SET EXERCISE: Write the listing below out again exactly, dropping the images.

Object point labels
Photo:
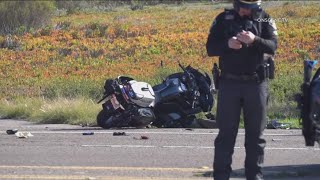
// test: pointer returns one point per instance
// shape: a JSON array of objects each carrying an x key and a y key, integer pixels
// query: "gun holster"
[
  {"x": 216, "y": 75},
  {"x": 266, "y": 69}
]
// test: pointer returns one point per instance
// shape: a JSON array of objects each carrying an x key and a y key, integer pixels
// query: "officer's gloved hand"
[
  {"x": 234, "y": 43},
  {"x": 246, "y": 37}
]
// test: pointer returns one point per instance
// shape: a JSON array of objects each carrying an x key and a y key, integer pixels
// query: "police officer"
[{"x": 241, "y": 37}]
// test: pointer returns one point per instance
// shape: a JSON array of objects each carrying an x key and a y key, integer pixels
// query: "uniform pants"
[{"x": 233, "y": 96}]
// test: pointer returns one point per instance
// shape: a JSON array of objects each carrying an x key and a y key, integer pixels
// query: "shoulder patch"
[{"x": 272, "y": 23}]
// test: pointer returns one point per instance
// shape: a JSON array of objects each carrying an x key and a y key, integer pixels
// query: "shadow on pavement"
[{"x": 278, "y": 172}]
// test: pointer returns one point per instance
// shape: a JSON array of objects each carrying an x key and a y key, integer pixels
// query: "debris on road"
[
  {"x": 274, "y": 124},
  {"x": 88, "y": 133},
  {"x": 141, "y": 138},
  {"x": 119, "y": 134},
  {"x": 23, "y": 134},
  {"x": 12, "y": 131}
]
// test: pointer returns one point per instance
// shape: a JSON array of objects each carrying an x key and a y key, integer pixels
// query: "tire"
[
  {"x": 188, "y": 121},
  {"x": 104, "y": 119}
]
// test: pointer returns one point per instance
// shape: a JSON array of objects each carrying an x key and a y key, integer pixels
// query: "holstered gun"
[{"x": 216, "y": 75}]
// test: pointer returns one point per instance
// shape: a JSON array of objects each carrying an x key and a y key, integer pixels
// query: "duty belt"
[{"x": 241, "y": 77}]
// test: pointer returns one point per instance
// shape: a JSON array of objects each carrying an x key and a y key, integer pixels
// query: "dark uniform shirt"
[{"x": 249, "y": 57}]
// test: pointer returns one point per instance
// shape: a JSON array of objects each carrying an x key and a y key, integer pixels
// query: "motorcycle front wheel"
[{"x": 104, "y": 119}]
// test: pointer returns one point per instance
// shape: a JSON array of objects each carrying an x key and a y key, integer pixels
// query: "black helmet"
[{"x": 248, "y": 4}]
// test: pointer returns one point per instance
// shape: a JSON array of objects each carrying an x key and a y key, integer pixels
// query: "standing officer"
[{"x": 241, "y": 37}]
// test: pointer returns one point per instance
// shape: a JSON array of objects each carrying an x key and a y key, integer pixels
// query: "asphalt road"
[{"x": 63, "y": 152}]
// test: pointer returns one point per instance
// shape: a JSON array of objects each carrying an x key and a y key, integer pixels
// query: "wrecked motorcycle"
[{"x": 173, "y": 103}]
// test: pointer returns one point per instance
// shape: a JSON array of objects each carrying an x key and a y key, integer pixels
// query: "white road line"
[
  {"x": 193, "y": 147},
  {"x": 147, "y": 132}
]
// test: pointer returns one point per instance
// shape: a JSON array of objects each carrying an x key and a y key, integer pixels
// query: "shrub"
[{"x": 24, "y": 15}]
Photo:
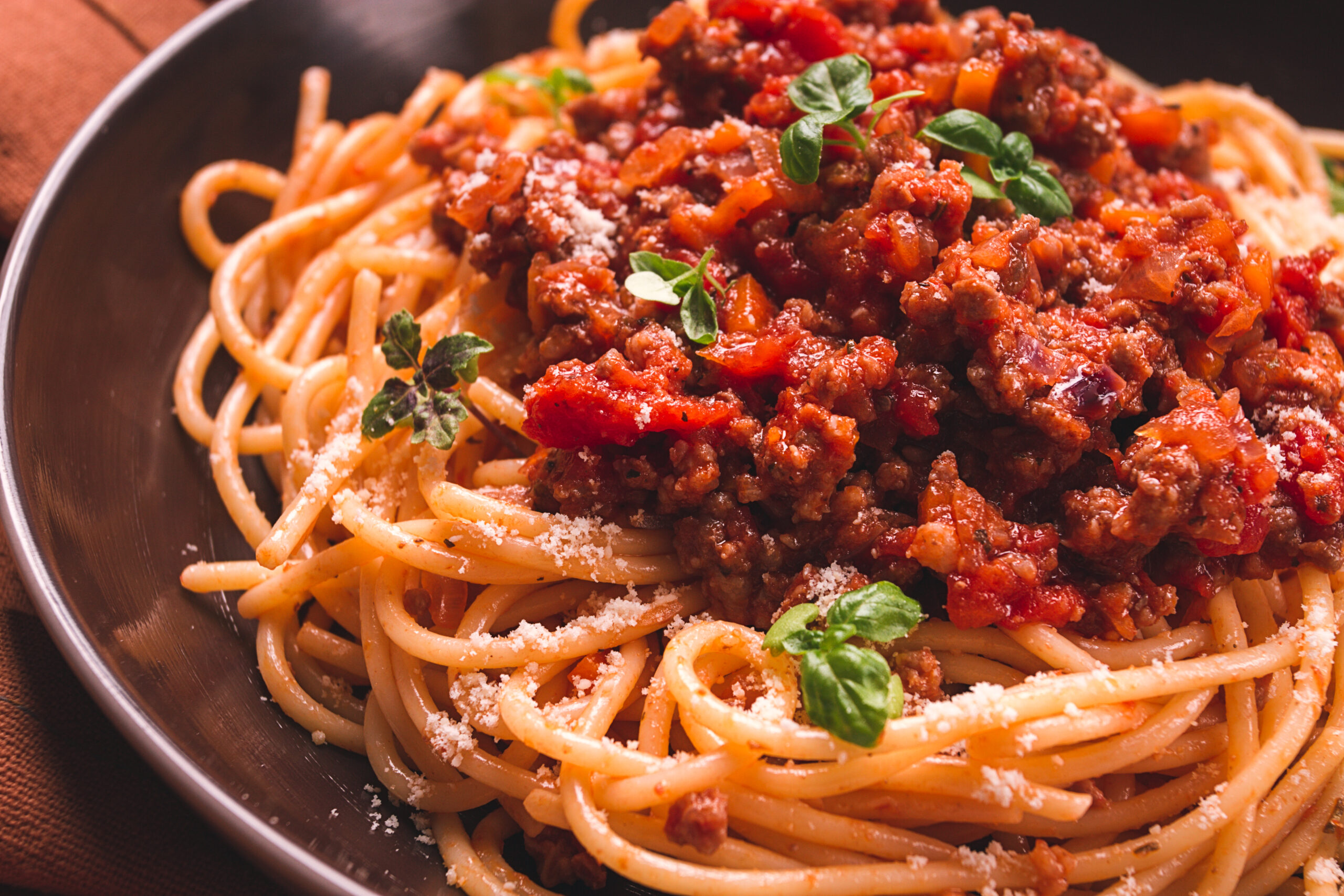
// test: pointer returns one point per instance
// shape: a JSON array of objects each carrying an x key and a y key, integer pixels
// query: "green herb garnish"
[
  {"x": 562, "y": 85},
  {"x": 673, "y": 282},
  {"x": 1335, "y": 174},
  {"x": 832, "y": 92},
  {"x": 846, "y": 690},
  {"x": 1018, "y": 176},
  {"x": 428, "y": 402}
]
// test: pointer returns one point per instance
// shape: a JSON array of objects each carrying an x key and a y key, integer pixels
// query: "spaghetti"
[{"x": 600, "y": 683}]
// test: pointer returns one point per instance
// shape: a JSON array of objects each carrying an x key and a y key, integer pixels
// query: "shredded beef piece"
[
  {"x": 920, "y": 673},
  {"x": 722, "y": 544},
  {"x": 1081, "y": 424},
  {"x": 562, "y": 860},
  {"x": 699, "y": 820},
  {"x": 996, "y": 571},
  {"x": 1053, "y": 867},
  {"x": 804, "y": 453}
]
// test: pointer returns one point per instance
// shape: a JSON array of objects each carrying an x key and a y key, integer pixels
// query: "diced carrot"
[
  {"x": 652, "y": 162},
  {"x": 687, "y": 224},
  {"x": 737, "y": 205},
  {"x": 1155, "y": 125},
  {"x": 1260, "y": 276},
  {"x": 747, "y": 308},
  {"x": 994, "y": 253},
  {"x": 726, "y": 136},
  {"x": 976, "y": 85},
  {"x": 1221, "y": 237},
  {"x": 1104, "y": 170},
  {"x": 667, "y": 26}
]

TASK RESPONSE:
Photo:
// test: pointer returns one point per instance
// shape: a JSON array of objects each carrying an x key and a y key, integer pixels
// query: "gun holster"
[
  {"x": 216, "y": 75},
  {"x": 266, "y": 69}
]
// test: pointer returns one point per instance
// shape: a JSON array of objects each carrying an x key and a y key, integer pixels
// query: "officer's gloved hand"
[
  {"x": 234, "y": 43},
  {"x": 246, "y": 37}
]
// test: pointer returns one point per instance
// shape: a JSON array of objects each carrying an x key and a y key, integer pixels
// query: "police officer"
[{"x": 241, "y": 37}]
// test: pointer returns one point per instance
// shape: a JSON array of objects each carrying an x key and a y key, integer pixels
// query: "uniform pants"
[{"x": 233, "y": 96}]
// test: pointer returns one point per instance
// shape: a JSON array of objects each carrying an x key and a y key, integer pixels
// query: "shoulder patch"
[{"x": 272, "y": 23}]
// test: pointer returns one point per instance
// shape: a JSON array of objects each carrying an x key and a y key, integer pixels
// query: "shadow on pavement"
[{"x": 278, "y": 172}]
// test: pointer returns one point per instance
// shape: a JSON array of objects each carrying an x key and a y key, integer pixels
// query: "debris on road"
[
  {"x": 274, "y": 124},
  {"x": 88, "y": 133},
  {"x": 141, "y": 138},
  {"x": 119, "y": 134},
  {"x": 23, "y": 134},
  {"x": 12, "y": 131}
]
// test: pointer returns one point per instance
// shape: a JSON array of objects each carrying an x key and a y key, integer pixels
// query: "tire"
[
  {"x": 188, "y": 121},
  {"x": 104, "y": 119}
]
// test: pointer returns one point per instance
// shape: a JSON array of objects each carrying an x key and a y key, integer pixels
// query: "holstered gun"
[{"x": 216, "y": 75}]
// test: pointer returns one point per instance
// shape: a JSON array of objects each carrying an x key and a y key, integer pixels
// query: "duty belt"
[{"x": 241, "y": 77}]
// test: pointer returns one point per instance
// shape: a JSON array of objects each carrying an x key and a y key, integer pixels
// query: "dark uniform shirt"
[{"x": 249, "y": 57}]
// test: pointer returns one point per instance
// shape: a JSON array of objects each carrying an x key and a y key, integer pixels
// query: "motorcycle front wheel"
[{"x": 104, "y": 119}]
// test: pointer returns one point per instance
// shape: a JSON array of objects each carrying an x key and a y key, integer pixels
// query: "black helmet"
[{"x": 248, "y": 4}]
// test: pointer returns one point per instance
// shape: a JSON array of objects each carrying an x key and a y key, integer pixels
// query: "standing officer"
[{"x": 241, "y": 37}]
// test: pointer returns one point per instance
// shape: a JSON array of objects each carrying an x key and a y key, integer pixels
// query: "asphalt road"
[{"x": 63, "y": 152}]
// test: pointer returns one point per instance
// shape: a JSON array of objects each carrying an x key and a y key, integer pixels
// query: "wrecked motorcycle"
[{"x": 173, "y": 103}]
// test: pointer returns one point per instance
// shape: a JSON array of objects each carrying an x key and a y key, integer pixels
// query: "white road line"
[
  {"x": 193, "y": 147},
  {"x": 147, "y": 132}
]
// test: pointer returns one point per instance
// shape: a JSON array of objects each carrying an x key and a y key, integer pixels
// query: "shrub"
[{"x": 24, "y": 15}]
Photo:
// test: pointer returns one point per instance
// shape: a JSON array of objects each carrying an x key and a y key, integer pixels
// query: "green herb garnish"
[
  {"x": 562, "y": 85},
  {"x": 673, "y": 282},
  {"x": 1335, "y": 174},
  {"x": 832, "y": 92},
  {"x": 846, "y": 690},
  {"x": 1018, "y": 176},
  {"x": 428, "y": 402}
]
// test: pointer returns one point per instance
// shape: a JSON array of objects each carrying an x key and a y key, integer pixels
// query: "spaghetti"
[{"x": 600, "y": 683}]
// test: pointer returns one point per instance
// shape: a JSON array of objects each carrying an x key and a y key, integer pixels
// query: "shredded beef piece"
[
  {"x": 920, "y": 673},
  {"x": 722, "y": 544},
  {"x": 1081, "y": 424},
  {"x": 562, "y": 860},
  {"x": 699, "y": 820},
  {"x": 996, "y": 571},
  {"x": 1053, "y": 867},
  {"x": 804, "y": 453}
]
// test: pointer returns one point per instance
// shape: a JSON array of objects each carrying an x key and a y key, integer pixels
// query: "diced carrot"
[
  {"x": 652, "y": 162},
  {"x": 687, "y": 224},
  {"x": 737, "y": 205},
  {"x": 1155, "y": 125},
  {"x": 1260, "y": 276},
  {"x": 747, "y": 308},
  {"x": 994, "y": 253},
  {"x": 726, "y": 136},
  {"x": 976, "y": 85},
  {"x": 1221, "y": 237},
  {"x": 1104, "y": 170},
  {"x": 667, "y": 26}
]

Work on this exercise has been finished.